* GIVEN TASK *
Print every one of the following lines word for word, without changing or leaving out anything.
====== EXERCISE DATA
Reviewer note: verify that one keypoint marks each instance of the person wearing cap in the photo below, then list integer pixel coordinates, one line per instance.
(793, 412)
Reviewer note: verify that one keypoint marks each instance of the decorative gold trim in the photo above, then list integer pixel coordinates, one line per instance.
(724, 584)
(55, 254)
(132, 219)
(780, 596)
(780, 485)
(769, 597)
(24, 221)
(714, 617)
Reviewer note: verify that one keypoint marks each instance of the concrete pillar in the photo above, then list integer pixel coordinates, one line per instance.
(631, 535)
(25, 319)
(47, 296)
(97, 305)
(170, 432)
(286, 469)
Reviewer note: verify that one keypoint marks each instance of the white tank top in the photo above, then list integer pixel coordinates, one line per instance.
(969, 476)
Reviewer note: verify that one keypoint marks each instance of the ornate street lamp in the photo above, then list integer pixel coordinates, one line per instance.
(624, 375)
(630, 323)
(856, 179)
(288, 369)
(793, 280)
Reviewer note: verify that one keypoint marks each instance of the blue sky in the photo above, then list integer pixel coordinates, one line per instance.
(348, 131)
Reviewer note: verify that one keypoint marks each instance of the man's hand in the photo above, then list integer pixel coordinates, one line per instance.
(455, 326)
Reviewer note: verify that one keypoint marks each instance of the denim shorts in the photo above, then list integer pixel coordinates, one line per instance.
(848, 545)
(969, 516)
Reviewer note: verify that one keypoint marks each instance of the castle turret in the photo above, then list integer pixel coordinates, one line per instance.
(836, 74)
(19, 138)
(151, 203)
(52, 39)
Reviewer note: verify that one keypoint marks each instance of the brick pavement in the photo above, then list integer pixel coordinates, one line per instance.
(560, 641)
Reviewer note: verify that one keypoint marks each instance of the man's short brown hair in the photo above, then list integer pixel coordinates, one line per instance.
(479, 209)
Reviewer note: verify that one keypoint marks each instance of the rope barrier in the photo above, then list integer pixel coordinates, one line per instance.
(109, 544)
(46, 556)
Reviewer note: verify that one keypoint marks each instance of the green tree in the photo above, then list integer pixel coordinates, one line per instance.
============
* ANSWER FOR THIS EXERCISE *
Reviewer note: verify that one keypoint marks each instance of the person wearing cap in the photo below, then list integer pixel coordinates, one line per instance.
(793, 412)
Reviewer note: verify that one keypoint marks each instance of the decorative gold trim in the photo above, then list integer pixel coordinates, one line per instance.
(724, 584)
(55, 254)
(132, 219)
(780, 596)
(780, 485)
(769, 597)
(24, 221)
(714, 617)
Reviewer note: verify that one keypoint marks each instance of the concrete pillar in the photo above, then list integer pixel coordinates, one line per instance.
(631, 535)
(25, 319)
(47, 296)
(97, 305)
(170, 432)
(286, 469)
Reviewer note: verify that one keypoint marks each instance of the white tank top in the photo above, then list integer pixel coordinates, one line per instance.
(969, 476)
Reviewer note: verify that one keypoint marks each instance of the ornate street lamp in the photo above, then list integer pixel coordinates, one line per instance.
(624, 375)
(630, 323)
(856, 179)
(288, 369)
(793, 280)
Reviewer note: verify that one keypoint marks each instance of the blue sky in the photo above, then list integer pixel coordinates, one line per instance.
(348, 131)
Reviewer note: verify that one keypoint marks each instance of the man's hand in the photo above, then list integer pixel coordinates, one line per instance.
(455, 326)
Reviewer note: verify that one keypoint marks each instance of the denim shorts in the photo above, then list integer pixel coordinates, one line per instance.
(848, 545)
(969, 516)
Reviewer note: verify that one keypoint marks each instance of the castle turret in the photo above, then list integer pixel coordinates, one line per instance.
(836, 74)
(19, 138)
(151, 203)
(52, 39)
Reviewer note: verify that one keypoint marks each instance of the brick pavement in the photo above, then list integer pixel coordinates, one line per instance.
(560, 641)
Reviewer note: verify that one keypoint marks each instance of the man's short brown hair in the photo above, then list integer pixel coordinates, one line per instance.
(479, 209)
Reviewer note: verify that one keypoint marks each instance of the rope barrier in the photo above, then list integer pixel coordinates, one line per instance.
(109, 544)
(46, 556)
Reviewer note: verify that one keypoint marks each instance of the green tree in the photo above, then list integer pixel coordinates, one line per instance.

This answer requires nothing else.